Please copy the passage about a difficult year word for word, starting at "Last October I" and ending at "kids to see.".

Text segment
----

Everyone has bad days. Weeks, sometimes even months. For me, this year has been the most heart wrenching, trying, and depressing year of my life.
Last October I was knocked out by my abusive BiPolar boyfriend (whom I have children with, and stayed with because I believed I could help his disease).
In January, he told me that he had cheated the entire 6 years we were together (complete with pics and very detailed explations). He also began torturing me on social media, email and texts and publicly dissecting my body and comparing me to other women he had slept with all over my Facebook and Instagram. The torturing continued until the end of February, which put me in a horrible depression that killed my kids to see.
March was a good month and I finally starting feeling great about myself and my new Real Estate career(I started in Jan).
April 3: I received the call that my father had passed very very unexpectedly.He was only 51and we had planned to use this year to strengthen our relationship. We have had some disagreements in our past and we wanted this year to be the start of our new closeness. He had planned to visits to see me this summer. He never got that chance.

----

Supplied entries
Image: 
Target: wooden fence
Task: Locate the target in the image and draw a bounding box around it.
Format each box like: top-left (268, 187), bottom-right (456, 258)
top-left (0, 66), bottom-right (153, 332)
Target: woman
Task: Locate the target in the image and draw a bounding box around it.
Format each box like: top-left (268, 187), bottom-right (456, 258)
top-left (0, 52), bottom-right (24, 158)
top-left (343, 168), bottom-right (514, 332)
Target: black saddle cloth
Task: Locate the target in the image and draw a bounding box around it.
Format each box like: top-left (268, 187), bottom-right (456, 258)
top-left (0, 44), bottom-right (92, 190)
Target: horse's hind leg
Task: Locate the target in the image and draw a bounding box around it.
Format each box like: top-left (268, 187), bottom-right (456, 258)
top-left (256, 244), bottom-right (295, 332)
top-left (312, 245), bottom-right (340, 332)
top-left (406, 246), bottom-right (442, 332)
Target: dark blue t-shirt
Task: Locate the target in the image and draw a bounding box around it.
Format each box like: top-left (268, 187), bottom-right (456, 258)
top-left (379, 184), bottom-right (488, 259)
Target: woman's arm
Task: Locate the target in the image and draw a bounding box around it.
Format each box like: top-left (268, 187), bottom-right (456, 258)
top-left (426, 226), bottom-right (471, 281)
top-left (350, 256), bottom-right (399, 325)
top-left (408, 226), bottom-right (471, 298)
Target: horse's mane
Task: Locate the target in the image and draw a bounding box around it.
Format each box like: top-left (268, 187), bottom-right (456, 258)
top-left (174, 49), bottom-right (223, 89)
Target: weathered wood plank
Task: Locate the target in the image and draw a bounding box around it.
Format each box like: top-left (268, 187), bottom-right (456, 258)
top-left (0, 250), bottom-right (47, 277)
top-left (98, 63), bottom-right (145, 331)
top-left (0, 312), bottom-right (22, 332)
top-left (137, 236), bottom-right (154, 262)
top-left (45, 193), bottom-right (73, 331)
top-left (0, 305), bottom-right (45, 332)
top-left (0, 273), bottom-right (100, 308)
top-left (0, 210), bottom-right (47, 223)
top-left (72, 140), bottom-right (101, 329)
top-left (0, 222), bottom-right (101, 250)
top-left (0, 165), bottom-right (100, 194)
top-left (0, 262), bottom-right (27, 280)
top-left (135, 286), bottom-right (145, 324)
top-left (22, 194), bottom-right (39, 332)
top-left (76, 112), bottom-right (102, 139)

----

Response to this task
Last October I was knocked out by my abusive BiPolar boyfriend (whom I have children with, and stayed with because I believed I could help his disease).
In January, he told me that he had cheated the entire 6 years we were together (complete with pics and very detailed explations). He also began torturing me on social media, email and texts and publicly dissecting my body and comparing me to other women he had slept with all over my Facebook and Instagram. The torturing continued until the end of February, which put me in a horrible depression that killed my kids to see.